Dataset records:
:::::
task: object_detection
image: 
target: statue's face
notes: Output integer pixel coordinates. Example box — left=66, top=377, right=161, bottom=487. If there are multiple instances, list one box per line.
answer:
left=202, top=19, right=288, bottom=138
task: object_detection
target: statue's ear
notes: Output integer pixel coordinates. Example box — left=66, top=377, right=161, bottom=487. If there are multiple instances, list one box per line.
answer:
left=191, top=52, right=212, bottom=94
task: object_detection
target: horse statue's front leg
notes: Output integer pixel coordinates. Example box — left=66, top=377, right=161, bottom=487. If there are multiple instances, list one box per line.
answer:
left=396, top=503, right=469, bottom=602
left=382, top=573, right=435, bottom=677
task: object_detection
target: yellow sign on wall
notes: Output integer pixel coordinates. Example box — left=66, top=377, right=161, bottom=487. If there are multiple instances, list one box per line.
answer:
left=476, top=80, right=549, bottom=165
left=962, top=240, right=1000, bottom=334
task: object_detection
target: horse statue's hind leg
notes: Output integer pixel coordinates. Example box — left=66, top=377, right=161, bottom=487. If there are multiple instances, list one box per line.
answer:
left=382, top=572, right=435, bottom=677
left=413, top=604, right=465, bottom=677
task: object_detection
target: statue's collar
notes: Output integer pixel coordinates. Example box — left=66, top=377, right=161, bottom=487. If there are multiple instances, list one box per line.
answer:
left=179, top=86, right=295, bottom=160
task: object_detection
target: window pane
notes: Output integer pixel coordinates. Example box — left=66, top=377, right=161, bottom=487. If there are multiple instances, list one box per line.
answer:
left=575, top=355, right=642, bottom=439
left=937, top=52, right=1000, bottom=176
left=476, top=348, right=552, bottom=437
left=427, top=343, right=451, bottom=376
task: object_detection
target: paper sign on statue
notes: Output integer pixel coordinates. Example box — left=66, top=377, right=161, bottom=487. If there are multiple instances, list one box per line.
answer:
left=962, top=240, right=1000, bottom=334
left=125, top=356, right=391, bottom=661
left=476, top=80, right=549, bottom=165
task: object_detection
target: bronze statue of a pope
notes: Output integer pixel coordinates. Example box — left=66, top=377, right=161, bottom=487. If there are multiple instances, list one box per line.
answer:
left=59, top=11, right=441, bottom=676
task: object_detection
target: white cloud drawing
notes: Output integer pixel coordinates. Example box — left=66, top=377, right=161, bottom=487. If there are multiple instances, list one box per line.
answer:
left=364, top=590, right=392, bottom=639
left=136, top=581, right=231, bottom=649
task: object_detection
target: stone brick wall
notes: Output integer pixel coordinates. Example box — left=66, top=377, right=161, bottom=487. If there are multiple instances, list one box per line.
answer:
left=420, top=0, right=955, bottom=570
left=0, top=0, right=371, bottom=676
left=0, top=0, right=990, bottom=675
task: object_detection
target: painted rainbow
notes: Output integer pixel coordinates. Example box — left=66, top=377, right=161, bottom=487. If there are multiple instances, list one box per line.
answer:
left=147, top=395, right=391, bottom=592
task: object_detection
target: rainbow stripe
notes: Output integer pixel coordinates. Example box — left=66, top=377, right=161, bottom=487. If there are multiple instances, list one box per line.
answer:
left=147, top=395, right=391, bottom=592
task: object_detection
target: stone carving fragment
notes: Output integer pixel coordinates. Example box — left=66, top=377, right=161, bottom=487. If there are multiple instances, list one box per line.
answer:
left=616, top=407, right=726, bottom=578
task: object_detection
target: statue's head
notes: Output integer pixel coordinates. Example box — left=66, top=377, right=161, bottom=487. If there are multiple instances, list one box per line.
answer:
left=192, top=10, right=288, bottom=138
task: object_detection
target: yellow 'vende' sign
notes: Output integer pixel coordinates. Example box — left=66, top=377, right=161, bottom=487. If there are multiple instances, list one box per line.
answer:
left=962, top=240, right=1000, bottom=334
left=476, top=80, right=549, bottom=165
:::::
Objective: Rewrite everything from the start of the items down to the line containing "left=191, top=52, right=212, bottom=94", both ends included, and give each line in full. Scale every bounding-box coordinate in the answers by 2.3, rounding to whole numbers with halves going up, and leave the sample box in the notes unchanged.

Written solution:
task: object_detection
image: 
target: statue's face
notes: Output integer pixel coordinates. Example box — left=66, top=377, right=161, bottom=487. If there are multiple instances, list one box per line.
answer:
left=465, top=44, right=662, bottom=317
task: object_detection
target: statue's ear
notes: Output integer pixel coordinates. Example box — left=66, top=377, right=161, bottom=487. If there are multiple instances, list one box per line.
answer:
left=439, top=120, right=488, bottom=216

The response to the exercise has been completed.